▶ [Work task] The reply should contain every entry exactly as given, with no pictures in it.

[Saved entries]
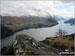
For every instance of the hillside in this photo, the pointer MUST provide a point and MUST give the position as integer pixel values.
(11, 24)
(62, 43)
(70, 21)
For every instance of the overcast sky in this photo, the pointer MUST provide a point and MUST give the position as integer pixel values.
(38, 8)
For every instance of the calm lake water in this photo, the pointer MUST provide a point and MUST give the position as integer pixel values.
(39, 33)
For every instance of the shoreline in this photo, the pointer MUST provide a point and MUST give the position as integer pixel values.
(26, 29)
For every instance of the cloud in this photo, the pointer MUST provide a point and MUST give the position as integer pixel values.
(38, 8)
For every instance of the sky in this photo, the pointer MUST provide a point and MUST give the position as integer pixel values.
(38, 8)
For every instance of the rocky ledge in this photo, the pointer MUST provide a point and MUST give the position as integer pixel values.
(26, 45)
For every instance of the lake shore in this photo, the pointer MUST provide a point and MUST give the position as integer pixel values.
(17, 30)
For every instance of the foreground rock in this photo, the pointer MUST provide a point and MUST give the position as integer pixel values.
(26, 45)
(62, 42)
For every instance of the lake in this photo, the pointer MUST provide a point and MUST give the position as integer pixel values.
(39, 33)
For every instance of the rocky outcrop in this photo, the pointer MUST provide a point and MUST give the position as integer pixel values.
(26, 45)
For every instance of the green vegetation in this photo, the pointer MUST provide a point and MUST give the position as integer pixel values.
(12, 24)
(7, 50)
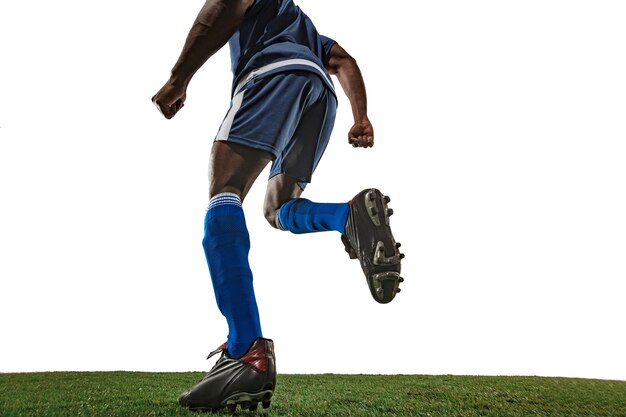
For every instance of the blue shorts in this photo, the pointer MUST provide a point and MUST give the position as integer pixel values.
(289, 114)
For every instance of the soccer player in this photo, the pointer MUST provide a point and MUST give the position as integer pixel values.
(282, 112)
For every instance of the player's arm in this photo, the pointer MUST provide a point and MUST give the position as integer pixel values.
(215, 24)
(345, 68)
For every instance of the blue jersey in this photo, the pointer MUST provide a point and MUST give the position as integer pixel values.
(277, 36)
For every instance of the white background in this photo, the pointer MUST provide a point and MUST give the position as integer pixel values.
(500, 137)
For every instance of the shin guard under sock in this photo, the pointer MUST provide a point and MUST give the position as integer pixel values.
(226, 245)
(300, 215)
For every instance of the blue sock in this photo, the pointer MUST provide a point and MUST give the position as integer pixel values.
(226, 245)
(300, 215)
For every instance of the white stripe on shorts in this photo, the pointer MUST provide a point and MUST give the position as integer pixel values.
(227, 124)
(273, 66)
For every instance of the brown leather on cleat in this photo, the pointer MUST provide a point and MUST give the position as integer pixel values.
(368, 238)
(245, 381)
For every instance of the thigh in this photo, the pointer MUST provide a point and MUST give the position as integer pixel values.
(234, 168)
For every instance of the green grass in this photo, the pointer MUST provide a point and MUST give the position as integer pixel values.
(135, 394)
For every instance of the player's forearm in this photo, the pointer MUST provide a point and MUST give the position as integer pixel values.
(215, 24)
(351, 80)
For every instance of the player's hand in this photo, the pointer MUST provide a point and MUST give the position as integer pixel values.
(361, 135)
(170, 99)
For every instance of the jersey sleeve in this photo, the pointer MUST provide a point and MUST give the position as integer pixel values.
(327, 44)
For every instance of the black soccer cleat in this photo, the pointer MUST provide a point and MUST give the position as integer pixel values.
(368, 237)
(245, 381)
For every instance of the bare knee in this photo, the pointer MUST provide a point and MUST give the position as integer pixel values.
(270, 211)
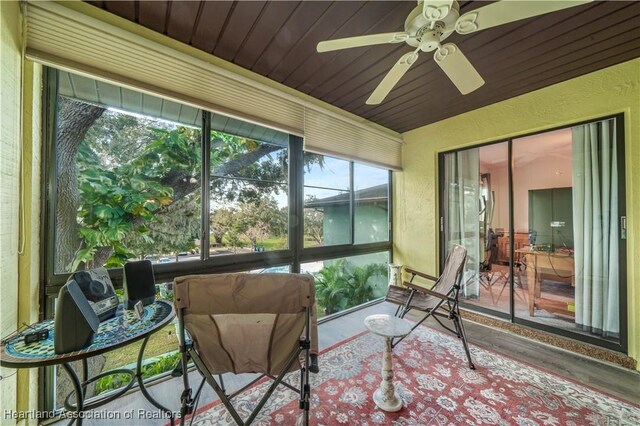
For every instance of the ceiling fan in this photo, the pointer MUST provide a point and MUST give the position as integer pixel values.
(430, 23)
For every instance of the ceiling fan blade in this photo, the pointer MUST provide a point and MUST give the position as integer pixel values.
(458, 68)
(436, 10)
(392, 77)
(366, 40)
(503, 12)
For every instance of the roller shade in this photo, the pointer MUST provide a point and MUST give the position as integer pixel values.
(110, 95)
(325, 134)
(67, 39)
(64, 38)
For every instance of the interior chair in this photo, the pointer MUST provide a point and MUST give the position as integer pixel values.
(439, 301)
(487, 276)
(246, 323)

▶ [Exercise solution]
For every instance of the hillside in this photo, the pointer MUST provide a point and MUST give the position as integer pixel values.
(11, 24)
(62, 43)
(70, 21)
For every instance of the overcast sky in this photo, the pointer MUST provide a point and MUST give the position as integer pixel values.
(38, 8)
For every instance of the calm lake water in this photo, the pointer MUST provide a point and MUST give the position as integer pixel values.
(39, 33)
For every instance of the shoreline in this photo, the pointer MUST provide a point and MUST give the position as integer pixel values.
(26, 29)
For every instance of the cloud in this photo, the pointer MUST provide a point and MUST give the position as integer pixel values.
(38, 8)
For every instance of the sky in this photo, the pointer MUST provide a point and MUST give the position as integer pixel values.
(38, 8)
For every instance of the rocky ledge in this photo, the pointer MUST provide a point and MUST give the position as integer pixel values.
(26, 45)
For every instance of the lake shore in this photo, the pointer MUST provide a point and MUST give the position as integer pixel values.
(17, 30)
For every instance of the foreground rock in this photo, the pointer MUST provide a point and MUST give the position as integer pixel values.
(26, 45)
(62, 42)
For every instance of the lake in this photo, the pointer MUST provide a point and MUST give the position as integer pixel values.
(39, 33)
For every instance of the rocky outcrop in this photo, the pointer MUST provide a point and MUST give the position as integer pixel values.
(26, 45)
For every instance of the green vegetation in this photo, the pointer MUST provide a point and MUST give the position as integer pixel values.
(12, 24)
(7, 50)
For every instance of the blue shorts in this photo, the pointer MUST provide a point and MUST give the position as integer pixel values.
(289, 114)
For every instance of the soccer player in this photo, the pointer MUST provide a point and MUST give the position as integer pixel values.
(282, 112)
For every instance of the player's arm in this photo, the pointer MUST provide a point and MUST give the position as integer pixel values.
(215, 24)
(345, 68)
For every instance of the blue jersey in this photo, the pointer MUST provide a point and MUST give the position as integer pixel values.
(277, 36)
For every instance of the white background in this photo, the pointer MUST provide a point and MUST give the position as integer pixel values.
(500, 137)
For every instance of the shin guard under sock in this photo, the pointer MUST provide a point and MUST give the position as integer pixel values.
(226, 245)
(300, 215)
For every instance of the blue sock in this photo, the pointer MUST provide a point and MUST give the position as integer pixel values.
(226, 245)
(300, 215)
For every instance of the white stripe on shorts in this photo, the pointer MUST provide a point and MUST give the position as integer pixel values.
(227, 124)
(273, 66)
For every instance of the brown leather on cleat in this photo, the pointer MUST provide a point and MUST give the position as integer pixel values.
(368, 238)
(245, 381)
For every instance of the thigh in this photo, the pointer MUST provide a point and MUST give the position as integer pixel values.
(234, 168)
For every instance of the green grass in this photo, the pointer MUST provide a point and MUST give the position as integer pixel values.
(135, 394)
For every instance of the player's forearm in this photo, the pointer MUST provide a point and MUST give the position as integer pixel values.
(215, 24)
(351, 80)
For every instance of the player's hand in this photo, the pointer MUST provide a point and MUST give the position as integer pixel values.
(361, 135)
(170, 99)
For every instance of the jersey sleeve in this photo, the pointer MUST provide a point and MUST give the position as integer pixel values.
(327, 44)
For every instance of the black soccer cleat in this photo, the pointer MUST provide a point and MUST give the position as integer pixel values.
(368, 237)
(245, 381)
For every instance of the bare knee in this photo, the pointer MUST provide a point and MUST give the position as integer pixel values.
(270, 211)
For every instance of the ceiling fan in this photo, the pointer MUST provide a point and MUST give the position as integer pixel values.
(430, 23)
For every instance of the ceiling fan blade in this photo, the pointer MUST provide a point and MUST give the position as integer pixel values.
(458, 68)
(436, 10)
(392, 77)
(366, 40)
(503, 12)
For every instance of the roller shade in this photo, the pointer MUST provide a point and MUST give the position as integer pixel values.
(110, 95)
(325, 134)
(67, 39)
(64, 38)
For every instance of the interior chair in this photo, the pointer MUST provide a point and MUST give the position as integer pixel values.
(439, 301)
(487, 276)
(246, 323)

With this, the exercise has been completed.